*Consigne A*:
Répondez aux questions suivantes sur l'article consacré au titre de recette de l'AP-HP :
(i) Quelle juridiction a rendu la décision du 1er décembre 2025 ?
(ii) Pendant combien d'années l'agent s'était-il engagé à servir l'établissement après l'obtention du diplôme d'État infirmier ?
(iii) Dans quel hôpital la requérante a-t-elle commencé à exercer ses fonctions ?
*Consigne B*:
Recopiez fidèlement le passage de l'article consacré au titre de recette de l'AP-HP, de « Vous avez quitté » à « diplôme d’État infirmier. ».

*Texte d'étude*:

○ ○ ○

Vous avez quitté la fonction publique hospitalière et vous recevez soudainement un titre de recette de l’AP-HP vous réclamant plusieurs dizaines de milliers d’euros ? Vous ne comprenez pas comment cette somme a été calculée ? Le Tribunal administratif de Paris, dans une décision du 1er décembre 2025, vient de rappeler une règle fondamentale : un titre de recette doit impérativement comporter les bases de liquidation de la créance. À défaut, il peut être annulé. Décryptage de cette décision protectrice pour les agents hospitaliers.

🔷Faits

Un agent a bénéficié, entre septembre 2009 et juin 2012, d’une formation professionnelle d’infirmière financée par l’Assistance publique – Hôpitaux de Paris (AP-HP). En contrepartie de ce financement, elle s’était engagée à servir l’établissement pendant cinq années après l’obtention de son diplôme d’État infirmier.

A partir du 10 décembre 2012, date à laquelle la requérante obtient son diplôme, elle commence à exercer ses fonctions au sein de l’hôpital Lariboisière, établissement du Groupe hospitalo-universitaire Nord de l’AP-HP. À compter du 1er août 2015, elle est placée à sa demande en position de disponibilité pour suivre son conjoint à Mayotte.

○ ○ ○

*Éléments conservés d'une collection*:
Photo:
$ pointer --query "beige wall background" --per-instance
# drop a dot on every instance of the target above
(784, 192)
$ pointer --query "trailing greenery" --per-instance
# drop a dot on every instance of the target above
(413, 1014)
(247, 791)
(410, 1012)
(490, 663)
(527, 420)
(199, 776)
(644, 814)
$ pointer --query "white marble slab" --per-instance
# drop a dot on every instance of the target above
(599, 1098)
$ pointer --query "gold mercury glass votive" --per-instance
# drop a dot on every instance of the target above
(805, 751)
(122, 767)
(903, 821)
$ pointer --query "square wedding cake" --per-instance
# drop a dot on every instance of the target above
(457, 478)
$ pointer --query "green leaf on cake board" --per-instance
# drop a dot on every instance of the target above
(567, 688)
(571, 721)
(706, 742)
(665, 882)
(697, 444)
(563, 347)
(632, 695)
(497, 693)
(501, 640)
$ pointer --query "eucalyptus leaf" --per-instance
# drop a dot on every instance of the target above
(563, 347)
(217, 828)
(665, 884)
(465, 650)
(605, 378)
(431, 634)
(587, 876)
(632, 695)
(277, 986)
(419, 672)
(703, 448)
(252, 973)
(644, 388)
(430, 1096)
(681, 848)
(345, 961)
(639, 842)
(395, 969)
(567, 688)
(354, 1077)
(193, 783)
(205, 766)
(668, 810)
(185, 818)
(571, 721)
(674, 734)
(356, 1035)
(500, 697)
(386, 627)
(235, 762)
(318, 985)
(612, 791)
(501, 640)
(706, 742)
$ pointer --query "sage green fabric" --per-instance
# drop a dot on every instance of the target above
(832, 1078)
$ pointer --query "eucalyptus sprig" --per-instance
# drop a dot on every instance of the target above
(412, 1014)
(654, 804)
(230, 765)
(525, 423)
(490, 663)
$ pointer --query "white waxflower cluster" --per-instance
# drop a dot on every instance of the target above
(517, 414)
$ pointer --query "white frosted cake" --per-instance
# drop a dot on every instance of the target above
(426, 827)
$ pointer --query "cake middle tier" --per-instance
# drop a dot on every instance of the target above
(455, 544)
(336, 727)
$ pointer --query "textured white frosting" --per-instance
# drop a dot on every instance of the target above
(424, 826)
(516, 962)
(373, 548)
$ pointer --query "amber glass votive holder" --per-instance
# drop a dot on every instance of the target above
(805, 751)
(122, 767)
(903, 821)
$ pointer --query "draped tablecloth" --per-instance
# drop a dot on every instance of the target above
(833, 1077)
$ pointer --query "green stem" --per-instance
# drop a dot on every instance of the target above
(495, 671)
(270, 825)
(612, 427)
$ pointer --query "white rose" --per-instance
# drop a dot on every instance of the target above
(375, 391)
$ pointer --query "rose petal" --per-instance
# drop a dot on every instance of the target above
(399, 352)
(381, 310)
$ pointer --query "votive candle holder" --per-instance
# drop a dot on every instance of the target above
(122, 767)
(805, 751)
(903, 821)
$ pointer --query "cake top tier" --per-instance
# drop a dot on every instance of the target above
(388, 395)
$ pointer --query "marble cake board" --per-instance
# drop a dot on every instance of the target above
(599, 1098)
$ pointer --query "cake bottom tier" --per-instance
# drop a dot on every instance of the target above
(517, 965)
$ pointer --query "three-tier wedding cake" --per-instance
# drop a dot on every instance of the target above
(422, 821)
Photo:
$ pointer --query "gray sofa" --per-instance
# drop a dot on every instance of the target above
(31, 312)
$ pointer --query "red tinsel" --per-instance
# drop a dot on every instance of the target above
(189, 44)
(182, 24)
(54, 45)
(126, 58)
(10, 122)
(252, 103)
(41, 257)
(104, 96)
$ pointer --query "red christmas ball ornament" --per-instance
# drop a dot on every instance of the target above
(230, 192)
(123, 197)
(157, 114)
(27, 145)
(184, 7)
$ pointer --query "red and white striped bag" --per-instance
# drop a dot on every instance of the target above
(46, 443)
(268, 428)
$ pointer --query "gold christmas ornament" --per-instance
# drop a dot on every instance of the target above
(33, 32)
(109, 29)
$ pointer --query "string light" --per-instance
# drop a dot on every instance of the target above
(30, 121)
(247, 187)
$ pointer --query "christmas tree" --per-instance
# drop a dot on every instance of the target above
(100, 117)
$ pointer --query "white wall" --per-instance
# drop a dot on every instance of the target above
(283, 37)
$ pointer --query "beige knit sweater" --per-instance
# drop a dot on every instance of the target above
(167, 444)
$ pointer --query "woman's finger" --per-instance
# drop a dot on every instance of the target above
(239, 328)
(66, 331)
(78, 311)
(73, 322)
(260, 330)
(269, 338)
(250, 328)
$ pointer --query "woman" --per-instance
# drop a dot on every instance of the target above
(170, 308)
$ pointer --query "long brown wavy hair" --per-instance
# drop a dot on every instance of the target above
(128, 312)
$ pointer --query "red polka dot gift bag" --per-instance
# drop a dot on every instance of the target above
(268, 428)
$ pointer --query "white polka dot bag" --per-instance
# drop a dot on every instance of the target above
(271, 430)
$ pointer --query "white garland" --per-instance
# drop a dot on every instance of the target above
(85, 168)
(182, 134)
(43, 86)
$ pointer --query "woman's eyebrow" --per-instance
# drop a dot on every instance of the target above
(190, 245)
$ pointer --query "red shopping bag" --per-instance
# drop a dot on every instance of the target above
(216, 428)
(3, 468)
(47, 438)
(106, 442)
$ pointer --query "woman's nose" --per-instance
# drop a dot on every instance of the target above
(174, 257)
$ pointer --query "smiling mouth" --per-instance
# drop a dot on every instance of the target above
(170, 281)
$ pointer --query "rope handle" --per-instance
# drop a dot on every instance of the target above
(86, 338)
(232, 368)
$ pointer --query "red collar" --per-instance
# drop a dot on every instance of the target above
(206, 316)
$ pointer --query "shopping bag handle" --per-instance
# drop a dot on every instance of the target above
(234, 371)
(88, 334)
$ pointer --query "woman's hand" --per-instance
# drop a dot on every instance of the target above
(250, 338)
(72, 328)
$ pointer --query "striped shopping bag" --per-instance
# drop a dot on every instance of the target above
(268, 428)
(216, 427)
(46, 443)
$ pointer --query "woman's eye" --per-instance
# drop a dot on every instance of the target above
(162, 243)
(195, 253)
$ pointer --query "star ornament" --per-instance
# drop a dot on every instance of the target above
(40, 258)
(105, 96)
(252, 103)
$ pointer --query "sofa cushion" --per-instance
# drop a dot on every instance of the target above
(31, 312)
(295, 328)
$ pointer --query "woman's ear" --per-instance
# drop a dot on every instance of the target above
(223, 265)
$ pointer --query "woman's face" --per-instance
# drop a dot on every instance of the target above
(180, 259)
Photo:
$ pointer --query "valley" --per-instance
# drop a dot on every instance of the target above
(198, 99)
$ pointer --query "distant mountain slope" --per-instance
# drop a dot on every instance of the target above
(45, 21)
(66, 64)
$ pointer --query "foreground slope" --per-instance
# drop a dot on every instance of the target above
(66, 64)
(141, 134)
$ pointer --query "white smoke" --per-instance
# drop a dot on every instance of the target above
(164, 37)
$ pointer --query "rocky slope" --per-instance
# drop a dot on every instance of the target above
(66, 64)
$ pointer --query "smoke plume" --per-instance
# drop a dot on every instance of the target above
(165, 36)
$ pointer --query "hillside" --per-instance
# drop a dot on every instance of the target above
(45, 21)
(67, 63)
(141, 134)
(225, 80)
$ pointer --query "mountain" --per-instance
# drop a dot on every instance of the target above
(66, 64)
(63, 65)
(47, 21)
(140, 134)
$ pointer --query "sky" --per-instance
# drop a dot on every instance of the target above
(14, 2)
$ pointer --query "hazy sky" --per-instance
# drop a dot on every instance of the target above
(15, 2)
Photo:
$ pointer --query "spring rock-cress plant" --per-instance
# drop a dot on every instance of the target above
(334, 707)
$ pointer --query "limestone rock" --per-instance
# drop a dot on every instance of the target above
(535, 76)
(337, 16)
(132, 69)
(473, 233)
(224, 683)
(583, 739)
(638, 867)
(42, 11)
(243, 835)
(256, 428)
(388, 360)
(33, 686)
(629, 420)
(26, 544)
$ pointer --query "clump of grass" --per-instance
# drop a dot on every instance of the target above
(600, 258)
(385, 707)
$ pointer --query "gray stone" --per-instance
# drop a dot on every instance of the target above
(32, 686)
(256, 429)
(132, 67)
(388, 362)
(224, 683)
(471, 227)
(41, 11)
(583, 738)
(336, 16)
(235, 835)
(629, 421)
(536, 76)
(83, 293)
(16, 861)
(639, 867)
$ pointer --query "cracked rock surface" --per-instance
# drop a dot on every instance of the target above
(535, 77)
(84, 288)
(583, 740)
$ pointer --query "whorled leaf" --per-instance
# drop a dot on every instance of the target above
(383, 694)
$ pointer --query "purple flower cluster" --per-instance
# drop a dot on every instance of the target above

○ ○ ○

*Réponse A*:
(i) Le Tribunal administratif de Paris.
(ii) Cinq années.
(iii) L'hôpital Lariboisière.

*Réponse B*:
Vous avez quitté la fonction publique hospitalière et vous recevez soudainement un titre de recette de l’AP-HP vous réclamant plusieurs dizaines de milliers d’euros ? Vous ne comprenez pas comment cette somme a été calculée ? Le Tribunal administratif de Paris, dans une décision du 1er décembre 2025, vient de rappeler une règle fondamentale : un titre de recette doit impérativement comporter les bases de liquidation de la créance. À défaut, il peut être annulé. Décryptage de cette décision protectrice pour les agents hospitaliers.

🔷Faits

Un agent a bénéficié, entre septembre 2009 et juin 2012, d’une formation professionnelle d’infirmière financée par l’Assistance publique – Hôpitaux de Paris (AP-HP). En contrepartie de ce financement, elle s’était engagée à servir l’établissement pendant cinq années après l’obtention de son diplôme d’État infirmier.